TASK REQUIREMENTS:
#1 Rewrite the passage of the federal technology text from "Of course, many" to "face of crises.", putting "quantum computing" in place of "cloud computing".
#2 According to the federal technology text, what did the spring of 2020 show technology to be integral to? List every item it names.

··· TEXT PROVIDED ···

In brief

In brief

  • Federal agencies demonstrated unprecedented agility in responding to the COVID-19 pandemic, accelerating technology modernization efforts by years.
  • Agencies must now harness and sustain this mindset shift to build a digital-first approach for the future.
  • Forward-thinking agencies will use technology to not just supplement, but fully reimagine the mission.
  • The Federal Technology Vision identifies five trends to help agencies lead in a post-pandemic world.


If federal agency leaders learned anything last year when the COVID-19 pandemic turned the world on its ear, it was this: Technology is vital to the mission.

Of course, many understood this before 2020, as they witnessed cloud computing, artificial intelligence, automation, and other advancements rapidly re-modeling the world around us. But the almost overnight transformation that we all experienced in the spring of 2020 brought home just how integral technology is to our lives, our businesses, our ability to get things done, and our ability to be resilient in the face of crises.

As Dana Deasy, Defense Department CIO, told reporters in April 2020, “We are truly in unprecedented times in our nation. The national emergency due to the coronavirus, COVID-19, global pandemic has no doubt brought new changes to the ways Americans go about their daily jobs. Specifically, the way we work has changed dramatically within the last month.”

··· DATASET CONTENT ···

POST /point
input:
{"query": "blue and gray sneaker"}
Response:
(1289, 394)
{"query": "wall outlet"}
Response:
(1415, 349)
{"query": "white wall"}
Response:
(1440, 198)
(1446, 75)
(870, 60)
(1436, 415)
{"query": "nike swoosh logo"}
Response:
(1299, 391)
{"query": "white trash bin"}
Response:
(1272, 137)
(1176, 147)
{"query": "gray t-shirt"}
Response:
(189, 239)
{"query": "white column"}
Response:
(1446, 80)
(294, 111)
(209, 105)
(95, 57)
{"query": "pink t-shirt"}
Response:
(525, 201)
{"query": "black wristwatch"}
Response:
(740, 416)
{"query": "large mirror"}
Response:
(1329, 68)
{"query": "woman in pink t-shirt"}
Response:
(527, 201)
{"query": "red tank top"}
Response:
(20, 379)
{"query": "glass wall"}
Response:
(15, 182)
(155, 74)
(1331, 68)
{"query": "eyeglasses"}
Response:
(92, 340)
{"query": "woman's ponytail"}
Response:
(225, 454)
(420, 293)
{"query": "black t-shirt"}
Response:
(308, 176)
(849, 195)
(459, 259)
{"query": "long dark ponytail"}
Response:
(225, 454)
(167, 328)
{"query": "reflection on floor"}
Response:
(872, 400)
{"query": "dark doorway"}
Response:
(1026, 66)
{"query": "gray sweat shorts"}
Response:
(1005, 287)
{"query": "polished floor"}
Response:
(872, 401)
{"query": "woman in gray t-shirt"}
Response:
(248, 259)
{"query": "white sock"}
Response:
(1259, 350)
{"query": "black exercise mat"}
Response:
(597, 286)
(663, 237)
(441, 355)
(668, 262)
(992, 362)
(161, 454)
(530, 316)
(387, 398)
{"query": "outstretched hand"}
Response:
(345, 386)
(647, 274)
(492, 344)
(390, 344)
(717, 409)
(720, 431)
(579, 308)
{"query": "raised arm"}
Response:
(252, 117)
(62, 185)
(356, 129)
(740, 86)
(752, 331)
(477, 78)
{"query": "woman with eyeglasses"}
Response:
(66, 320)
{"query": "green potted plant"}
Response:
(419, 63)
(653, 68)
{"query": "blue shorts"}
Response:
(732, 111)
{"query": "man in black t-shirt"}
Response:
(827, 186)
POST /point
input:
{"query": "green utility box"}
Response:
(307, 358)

···

ANSWERS BELOW:
#1
Of course, many understood this before 2020, as they witnessed quantum computing, artificial intelligence, automation, and other advancements rapidly re-modeling the world around us. But the almost overnight transformation that we all experienced in the spring of 2020 brought home just how integral technology is to our lives, our businesses, our ability to get things done, and our ability to be resilient in the face of crises.

#2
- our lives
- our businesses
- our ability to get things done
- our ability to be resilient in the face of crises